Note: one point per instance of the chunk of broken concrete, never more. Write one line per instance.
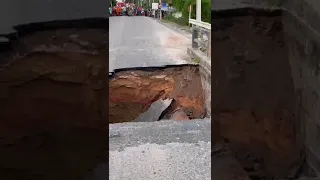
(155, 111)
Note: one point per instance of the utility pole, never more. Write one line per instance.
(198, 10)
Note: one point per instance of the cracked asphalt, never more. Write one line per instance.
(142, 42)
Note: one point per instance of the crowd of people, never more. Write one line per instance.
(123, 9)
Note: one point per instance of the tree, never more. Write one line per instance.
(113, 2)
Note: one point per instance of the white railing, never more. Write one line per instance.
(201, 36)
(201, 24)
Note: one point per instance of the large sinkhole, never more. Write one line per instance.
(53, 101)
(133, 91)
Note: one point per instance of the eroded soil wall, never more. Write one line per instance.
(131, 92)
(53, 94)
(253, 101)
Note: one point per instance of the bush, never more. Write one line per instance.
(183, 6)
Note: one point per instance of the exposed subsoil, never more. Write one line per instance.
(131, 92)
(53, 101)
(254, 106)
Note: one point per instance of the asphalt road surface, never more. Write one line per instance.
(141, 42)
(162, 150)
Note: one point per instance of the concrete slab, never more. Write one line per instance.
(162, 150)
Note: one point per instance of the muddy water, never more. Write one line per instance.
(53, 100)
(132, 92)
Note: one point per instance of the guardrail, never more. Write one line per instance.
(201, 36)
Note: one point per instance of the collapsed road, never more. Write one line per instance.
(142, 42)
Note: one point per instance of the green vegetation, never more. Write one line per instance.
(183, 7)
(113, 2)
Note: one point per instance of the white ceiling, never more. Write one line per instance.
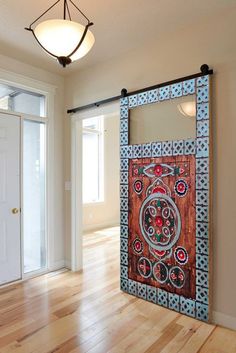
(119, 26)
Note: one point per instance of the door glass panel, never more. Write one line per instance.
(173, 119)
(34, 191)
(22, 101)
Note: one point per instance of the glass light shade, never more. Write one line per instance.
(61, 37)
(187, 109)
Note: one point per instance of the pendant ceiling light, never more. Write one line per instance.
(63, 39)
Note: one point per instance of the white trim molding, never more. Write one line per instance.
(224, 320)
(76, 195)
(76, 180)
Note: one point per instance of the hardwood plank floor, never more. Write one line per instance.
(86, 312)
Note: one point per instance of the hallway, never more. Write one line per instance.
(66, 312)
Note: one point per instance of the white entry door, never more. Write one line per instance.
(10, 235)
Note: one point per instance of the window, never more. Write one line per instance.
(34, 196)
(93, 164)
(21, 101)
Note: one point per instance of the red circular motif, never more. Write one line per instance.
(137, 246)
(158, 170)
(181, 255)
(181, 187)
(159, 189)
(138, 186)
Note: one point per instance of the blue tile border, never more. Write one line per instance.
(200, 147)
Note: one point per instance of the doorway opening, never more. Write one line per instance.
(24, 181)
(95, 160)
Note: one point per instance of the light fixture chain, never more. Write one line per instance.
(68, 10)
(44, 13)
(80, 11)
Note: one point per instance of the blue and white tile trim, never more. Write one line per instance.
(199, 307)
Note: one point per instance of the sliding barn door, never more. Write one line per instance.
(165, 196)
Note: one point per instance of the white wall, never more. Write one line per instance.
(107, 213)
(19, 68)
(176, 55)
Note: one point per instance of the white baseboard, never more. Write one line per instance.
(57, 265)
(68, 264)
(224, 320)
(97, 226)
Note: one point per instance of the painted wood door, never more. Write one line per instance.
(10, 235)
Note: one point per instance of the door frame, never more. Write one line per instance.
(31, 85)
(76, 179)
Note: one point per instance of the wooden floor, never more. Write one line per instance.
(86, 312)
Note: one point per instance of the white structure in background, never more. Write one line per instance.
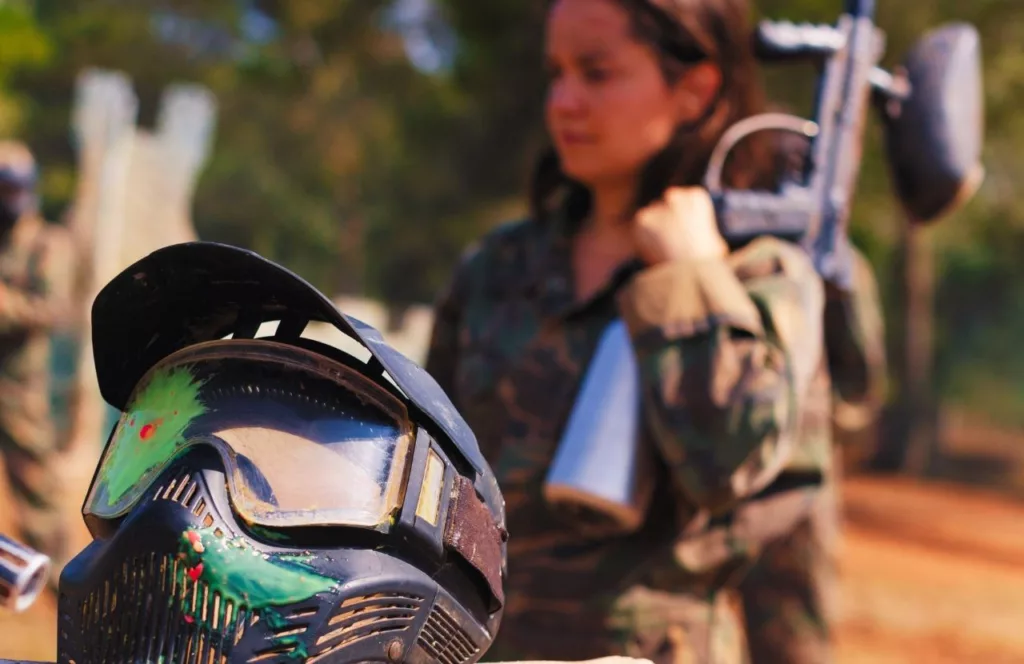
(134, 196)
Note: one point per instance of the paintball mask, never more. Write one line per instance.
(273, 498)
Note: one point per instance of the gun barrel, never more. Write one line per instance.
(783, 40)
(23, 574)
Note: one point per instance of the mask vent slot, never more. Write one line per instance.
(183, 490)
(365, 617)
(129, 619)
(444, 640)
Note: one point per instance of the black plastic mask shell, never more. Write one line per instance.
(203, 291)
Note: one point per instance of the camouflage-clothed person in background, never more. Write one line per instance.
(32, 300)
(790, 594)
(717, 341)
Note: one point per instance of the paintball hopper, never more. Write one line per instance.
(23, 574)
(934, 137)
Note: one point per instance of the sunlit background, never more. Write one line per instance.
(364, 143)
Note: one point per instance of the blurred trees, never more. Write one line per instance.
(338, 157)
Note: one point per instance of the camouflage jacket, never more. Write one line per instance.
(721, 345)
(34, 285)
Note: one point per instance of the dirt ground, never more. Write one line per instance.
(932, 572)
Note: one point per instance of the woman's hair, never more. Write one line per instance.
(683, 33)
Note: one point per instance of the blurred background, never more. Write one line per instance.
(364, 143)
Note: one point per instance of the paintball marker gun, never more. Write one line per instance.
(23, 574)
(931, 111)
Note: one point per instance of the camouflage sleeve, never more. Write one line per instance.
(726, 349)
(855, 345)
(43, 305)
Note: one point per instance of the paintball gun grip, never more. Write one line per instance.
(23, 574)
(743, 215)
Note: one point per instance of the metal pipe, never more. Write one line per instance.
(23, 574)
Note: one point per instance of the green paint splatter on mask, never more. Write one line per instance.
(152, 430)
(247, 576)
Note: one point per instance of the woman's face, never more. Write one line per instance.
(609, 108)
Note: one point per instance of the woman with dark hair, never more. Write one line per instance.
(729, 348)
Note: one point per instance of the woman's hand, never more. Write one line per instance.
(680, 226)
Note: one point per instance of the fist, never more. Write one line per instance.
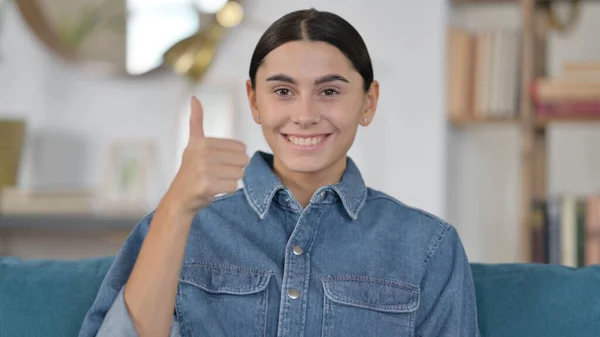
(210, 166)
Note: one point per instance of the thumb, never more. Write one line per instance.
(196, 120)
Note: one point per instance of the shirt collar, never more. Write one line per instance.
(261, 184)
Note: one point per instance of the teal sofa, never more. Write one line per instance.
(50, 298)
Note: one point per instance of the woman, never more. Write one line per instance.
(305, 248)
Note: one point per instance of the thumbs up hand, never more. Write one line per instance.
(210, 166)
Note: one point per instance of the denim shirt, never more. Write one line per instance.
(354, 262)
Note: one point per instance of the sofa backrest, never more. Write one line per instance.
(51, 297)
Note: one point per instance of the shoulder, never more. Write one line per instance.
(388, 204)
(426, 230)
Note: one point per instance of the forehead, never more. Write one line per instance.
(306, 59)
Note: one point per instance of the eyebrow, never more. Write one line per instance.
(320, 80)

*TASK TO COMPLETE:*
In this exercise, set down all of the data exactly, without the pictures.

*RESULT OF THIS EXERCISE:*
Note: one point per instance of the chunk of broken concrete, never more. Write one line per instance.
(155, 111)
Note: one point per instance of the utility pole, never more. Write one line per instance.
(198, 10)
Note: one point per instance of the cracked asphalt, never more. Write one line per instance.
(142, 42)
Note: one point per instance of the crowd of people, never more. Write one line per instance.
(123, 9)
Note: one point per instance of the tree, never more. Write one line per instance.
(113, 2)
Note: one point per instance of the white railing, never more. Write one line per instance.
(201, 36)
(201, 24)
Note: one point per instance of the large sinkhole, never more. Write one line per instance.
(53, 101)
(133, 91)
Note: one point per instance of the eroded soil wall, never more. Write one line per instance.
(131, 92)
(53, 94)
(253, 101)
Note: one point per instance of the bush, never more. Write one line per instance.
(183, 6)
Note: one point per instance of the exposed subsoil, never more. Write one line per instance.
(131, 92)
(53, 101)
(254, 106)
Note: one point per instance of the asphalt road surface, never more. Write one line per instance.
(141, 42)
(162, 150)
Note: one point per instance of the concrete slab, never more. Write one line per instance.
(162, 150)
Note: one point per instance of the muddy water, never more. Write one line per instance.
(53, 100)
(132, 92)
Note: one point per instance of the guardrail, never more. Write one line per instance.
(201, 36)
Note: one point per instance of the collapsed road, never more. Write one line per instance.
(142, 42)
Note: one point per instance of the green vegetation, never more. Write one line per instance.
(183, 7)
(113, 2)
Note: one point per instance of the white ceiling, never more. Write one line per instance.
(119, 26)
Note: one point per instance of the door glass panel, never more. Write one line per instance.
(173, 119)
(34, 191)
(22, 101)
Note: one point per instance of the glass light shade, never more. Write one line per instance.
(61, 37)
(187, 109)
Note: one point per instance of the pendant ceiling light, never more. Write one line per instance.
(63, 39)
Note: one point per instance of the white trim molding, never more. Write one line per instance.
(224, 320)
(76, 195)
(76, 180)
Note: one point per instance of the hardwood plank floor, never more. Write one line per instance.
(86, 312)
Note: one point per instance of the hallway, never more. Write one line per instance.
(66, 312)
Note: one point per instance of the white entry door, never more. Write one line per instance.
(10, 235)
Note: one point per instance of the window, never more. Write one line per instance.
(34, 196)
(93, 164)
(21, 101)
Note: one point per instance of the red circular motif, never more. Write one line per instance.
(137, 246)
(158, 170)
(181, 255)
(181, 187)
(159, 189)
(138, 186)
Note: one point per instance of the blue tile border, never more. Write one line per instance.
(200, 147)
Note: one point per instance of the doorway opening, never more. Write one line per instance.
(24, 181)
(95, 160)
Note: one point per instance of the light fixture chain, never more. Write one line per instance.
(68, 10)
(44, 13)
(80, 11)
Note: one point per instance of the blue and white tile trim, never more. Write one line per instance.
(199, 307)
Note: one point per instance of the sliding barn door, never more. Write one line per instance.
(165, 196)
Note: one point per instance of the white wall, never more. Write one line per instance.
(107, 213)
(19, 68)
(176, 55)
Note: one point per instance of the white baseboard, never more. Write one line per instance.
(57, 265)
(68, 264)
(224, 320)
(97, 226)
Note: one point per instance of the painted wood door, never more. Write one line per instance.
(10, 235)
Note: one point per instance of the door frame, never more. Write one line per instance.
(31, 85)
(76, 179)
Note: one point per instance of the wooden floor, never more. Write one line per instance.
(86, 312)
Note: one point per instance of the white structure in background, never more. Write one line per instance.
(134, 196)
Note: one point per instance of the paintball mask, never more. Write one line per instance.
(273, 498)
Note: one point per instance of the gun barrel, never more. Write one line per instance.
(783, 40)
(23, 574)
Note: one point per instance of the mask vent slot, never more. Write one line per instance.
(183, 490)
(365, 617)
(129, 619)
(444, 640)
Note: one point per instance of the black plastic mask shell, never more. Write one line per instance.
(203, 291)
Note: one point per instance of the camouflage-clothed person in background, never more. Write one line per instance.
(32, 300)
(790, 594)
(717, 341)
Note: one point per instance of the paintball hopper, never more. Write one line per instance.
(23, 574)
(934, 137)
Note: one point per instance of the sunlit background, never more. Write one line per instance.
(364, 143)
Note: one point per instance of the blurred trees, never more. Write one line per instance.
(338, 157)
Note: one point per instance of the camouflage jacket, never more. Write one line per instance.
(721, 345)
(34, 285)
Note: one point per instance of the dirt ground, never more. Write one line per instance.
(932, 572)
Note: one point per instance of the woman's hair, never more. Write one line per instance.
(683, 33)
Note: one point per instance of the blurred background, never more. Write one line per instance.
(364, 143)
Note: one point per instance of the paintball marker gun, never more. Write one line per instance.
(23, 574)
(931, 111)
Note: one point per instance of the camouflage sleeve, never more. Write one line per instance.
(726, 349)
(855, 345)
(43, 305)
Note: one point per instance of the paintball gun grip, never more. Write one line per instance.
(23, 574)
(743, 215)
Note: one point per instance of the metal pipe, never more. Write one line per instance.
(23, 574)
Note: one point per instance of the green paint splatter on mask, never more. Write one line per instance.
(152, 430)
(247, 576)
Note: one point per instance of the woman's face, never more. Write one line per instance.
(609, 108)
Note: one point per instance of the woman with dark hair, never more. Write one line per instance.
(729, 348)
Note: one point per instance of the woman's hand, never more. Write one line per instance.
(680, 226)
Note: one point per instance of the fist, never more. Write one line per instance.
(210, 166)
Note: one point per instance of the thumb, never more. Write one line per instance.
(196, 120)
Note: one point per instance of the shirt collar, never more. Write one line per instance.
(261, 184)
Note: one point per instance of the teal sofa, never more. Write one line per instance.
(50, 298)
Note: one point per instance of the woman, never more. Write one line per instance.
(305, 248)
Note: one point per instance of the thumbs up hand, never more. Write one line per instance.
(210, 166)
Note: one point per instance of the denim shirt, never more. Write one line per instance.
(354, 262)
Note: one point per instance of the sofa backrest, never more. Write one line per instance.
(51, 297)
Note: one point per instance of the shoulder, never more. Write one line per instance.
(388, 204)
(426, 230)
Note: one point per instance of the forehead, never more. Write one line per instance.
(306, 59)
Note: one point per instance of the eyebrow, never more. Write one line per instance.
(320, 80)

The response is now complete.